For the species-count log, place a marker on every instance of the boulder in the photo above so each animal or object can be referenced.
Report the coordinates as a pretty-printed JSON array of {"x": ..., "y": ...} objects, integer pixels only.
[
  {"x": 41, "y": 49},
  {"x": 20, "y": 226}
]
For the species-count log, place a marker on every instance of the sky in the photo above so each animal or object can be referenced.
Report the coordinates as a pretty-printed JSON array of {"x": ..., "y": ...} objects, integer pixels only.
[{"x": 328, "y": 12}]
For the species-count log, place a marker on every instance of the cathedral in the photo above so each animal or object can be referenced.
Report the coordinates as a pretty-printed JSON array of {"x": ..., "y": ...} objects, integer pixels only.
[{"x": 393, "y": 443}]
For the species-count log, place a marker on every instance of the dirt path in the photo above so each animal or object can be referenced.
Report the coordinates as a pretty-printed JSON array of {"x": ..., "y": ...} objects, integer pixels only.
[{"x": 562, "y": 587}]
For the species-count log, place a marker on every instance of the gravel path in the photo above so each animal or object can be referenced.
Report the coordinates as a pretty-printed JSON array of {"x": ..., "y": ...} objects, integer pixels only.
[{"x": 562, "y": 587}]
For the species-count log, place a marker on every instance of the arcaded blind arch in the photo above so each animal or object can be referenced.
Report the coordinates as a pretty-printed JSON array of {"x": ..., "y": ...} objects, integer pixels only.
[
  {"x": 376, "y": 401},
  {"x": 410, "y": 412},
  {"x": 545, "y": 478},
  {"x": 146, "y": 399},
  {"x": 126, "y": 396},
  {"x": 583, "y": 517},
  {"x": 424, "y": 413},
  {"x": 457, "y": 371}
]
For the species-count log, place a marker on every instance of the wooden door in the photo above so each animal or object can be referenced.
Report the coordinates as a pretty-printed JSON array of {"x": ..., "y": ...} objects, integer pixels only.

+-------+

## Task to complete:
Recast the records above as a JSON list of strings, with one string per line and any blank lines left out.

## Correct answer:
[
  "For the species-count log, place a marker on every instance of the boulder in the photo above so each animal or object can be referenced.",
  "Report the coordinates as a pretty-printed JSON array of {\"x\": ..., \"y\": ...} objects, integer pixels only.",
  "[",
  "  {\"x\": 41, \"y\": 49},",
  "  {\"x\": 20, \"y\": 226}",
  "]",
  "For the species-count log, place a marker on every instance of the sky in the photo above so each animal or object can be referenced.",
  "Report the coordinates as a pretty-printed JSON array of {\"x\": ..., \"y\": ...} objects, integer pixels only.",
  "[{\"x\": 328, \"y\": 12}]",
  "For the species-count log, place a marker on every instance of the cathedral in the photo above so each animal or object can be referenced.",
  "Report the coordinates as a pretty-printed JSON array of {\"x\": ..., \"y\": ...} objects, integer pixels only.",
  "[{\"x\": 393, \"y\": 443}]",
  "For the species-count log, place a marker on every instance of the dirt path in the photo above so each animal or object can be referenced.",
  "Report the coordinates as a pretty-printed JSON array of {\"x\": ..., \"y\": ...} objects, integer pixels only.",
  "[{\"x\": 562, \"y\": 587}]",
  "For the species-count log, place a marker on every instance of the gravel path in the photo above so each animal or object can be referenced.",
  "Report the coordinates as a pretty-printed JSON array of {\"x\": ..., \"y\": ...} objects, integer pixels only.",
  "[{\"x\": 562, \"y\": 587}]",
  "For the species-count log, place a marker on every instance of the arcaded blind arch in the photo above so each animal or object can be referenced.",
  "Report the coordinates as a pretty-printed JSON array of {\"x\": ..., \"y\": ...} objects, integer pixels only.",
  "[",
  "  {\"x\": 376, \"y\": 401},",
  "  {\"x\": 410, \"y\": 412},",
  "  {\"x\": 545, \"y\": 478},",
  "  {\"x\": 146, \"y\": 399},",
  "  {\"x\": 126, \"y\": 396},",
  "  {\"x\": 583, \"y\": 517},",
  "  {\"x\": 424, \"y\": 413},",
  "  {\"x\": 457, \"y\": 371}",
  "]",
  "For the species-count log, place a marker on every instance of the wooden door in the photo above so each animal or object can be referenced.",
  "Report the coordinates as a pretty-printed JSON array of {\"x\": ..., \"y\": ...} objects, integer pixels only."
]